──────── TEXT SHOWN ────────

Rakhigarhi (Inde): Excavations show Harappan site died as Saraswati river dried
Archaeological Survey of India, in collaboration with Deccan College of Pune and scientists from Korea's Seoul National University, are excavating a site in Rakhigarhi of Haryana
The Indus Valley civilisation, popularly known as Harappan civilisation, has been a puzzle for several decades now. But with the ongoing excavation in Rakhigarhi, Haryana, jointly conducted by archaeologists of Deccan College, Pune, and Haryana Department of Archaeology, along with forensic scientists from Seoul National University, South Korea, history is on the verge of being rewritten.
"After Rakhigarhi, we can say that the Harappan civilisation was at least 1,000 years older than earlier thought. And contrary to our longheld, conventional understanding, it first emerged in the east and then moved west, originating as it did in the heart of the Ghaggar-Hakra basin, regarded by many as the place where the Saraswati once flowed," says Vasant Shinde, vice-chancellor of Deccan College who heads the team of archeologists - the largest Harappan site overtaking Mohenjodaro in Pakistan's Sind province.
What's going to ruffle quite a few feathers, is Harappa's supposed Saraswati connection, especially the way the drying up of one probably led to the decline of the other.
Shinde says that prior to his excavation it was believed that Rakhigarhi had all the three phases of the Harappan culture - 'Early', 'Mature' and 'Late'. "Our work proves that this place doesn't have the Late Harappan phase. It collapsed around 2000 BC," says he, adding: "I believe Rakhigarhi's sudden demise can be explained with the drying up of the Saraswati in 2000 BC."
Shinde's claim is supported by Amarendra Nath, former ASI's archaeology director who had carried out excavation in Rakhigarhi between 1997 and 2000. "The ASI has so far discovered over 2,000 Harappan sites spread over Punjab, Haryana, Uttar Pradesh, Rajasthan and Gujarat. Of these, about 1,400 can be located in the Saraswati belt alone, while the Indus belt doesn't have more than 300-400 sites," he informs, adding: "We, in the ASI, had reached this conclusion long back. It's just that this information is coming out now."

────────

== GIVEN REQUEST A ==
Output the rows below, from the line with "Someone flagged blue" up to and including the line with "[209,62,224,114]", as a CSV with the columns instruction and response. Give one line per row, put each field in quotation marks, and replace line breaks with spaces.

──────── STORED DATA ────────

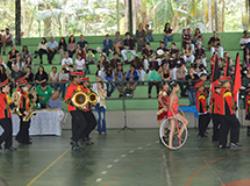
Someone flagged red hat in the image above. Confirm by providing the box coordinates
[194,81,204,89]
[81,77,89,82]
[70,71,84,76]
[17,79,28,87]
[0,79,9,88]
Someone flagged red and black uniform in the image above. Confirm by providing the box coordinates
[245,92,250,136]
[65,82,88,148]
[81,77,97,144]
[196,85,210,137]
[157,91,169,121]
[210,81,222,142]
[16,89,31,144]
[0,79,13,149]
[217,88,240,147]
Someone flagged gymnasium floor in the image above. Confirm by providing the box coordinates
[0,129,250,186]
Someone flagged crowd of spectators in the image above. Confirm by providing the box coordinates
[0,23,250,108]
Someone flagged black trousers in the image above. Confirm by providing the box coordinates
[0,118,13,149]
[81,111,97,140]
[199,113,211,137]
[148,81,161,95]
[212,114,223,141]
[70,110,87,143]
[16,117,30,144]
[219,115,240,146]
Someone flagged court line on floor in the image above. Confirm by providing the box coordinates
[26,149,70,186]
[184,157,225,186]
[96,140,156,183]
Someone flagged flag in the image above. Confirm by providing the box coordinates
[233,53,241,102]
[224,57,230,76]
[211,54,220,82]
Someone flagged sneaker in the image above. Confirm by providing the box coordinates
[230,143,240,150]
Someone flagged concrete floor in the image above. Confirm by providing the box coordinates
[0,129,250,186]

────────
──────── STORED DATA ────────

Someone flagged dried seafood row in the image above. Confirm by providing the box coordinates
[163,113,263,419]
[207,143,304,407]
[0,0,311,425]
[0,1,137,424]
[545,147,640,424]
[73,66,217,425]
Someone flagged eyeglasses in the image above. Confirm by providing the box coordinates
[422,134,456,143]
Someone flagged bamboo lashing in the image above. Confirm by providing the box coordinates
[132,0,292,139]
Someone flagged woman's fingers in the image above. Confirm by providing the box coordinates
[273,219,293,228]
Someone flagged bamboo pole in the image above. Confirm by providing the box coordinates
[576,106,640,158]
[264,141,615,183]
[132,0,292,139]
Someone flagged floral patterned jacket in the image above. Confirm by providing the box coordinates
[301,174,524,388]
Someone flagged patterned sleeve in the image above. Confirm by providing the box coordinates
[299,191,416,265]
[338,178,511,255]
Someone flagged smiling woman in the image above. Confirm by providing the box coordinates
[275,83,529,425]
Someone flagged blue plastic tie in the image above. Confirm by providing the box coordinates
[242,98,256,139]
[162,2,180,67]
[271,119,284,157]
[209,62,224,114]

────────

== GIVEN REQUEST B ==
Reproduce the Rakhigarhi article from "What's going to" up to and including "of the other.".

== COMPLETE ANSWER A ==
instruction,response
"Someone flagged blue plastic tie in the image above. Confirm by providing the box coordinates","[242,98,256,139] [162,2,180,67] [271,119,284,157] [209,62,224,114]"

== COMPLETE ANSWER B ==
What's going to ruffle quite a few feathers, is Harappa's supposed Saraswati connection, especially the way the drying up of one probably led to the decline of the other.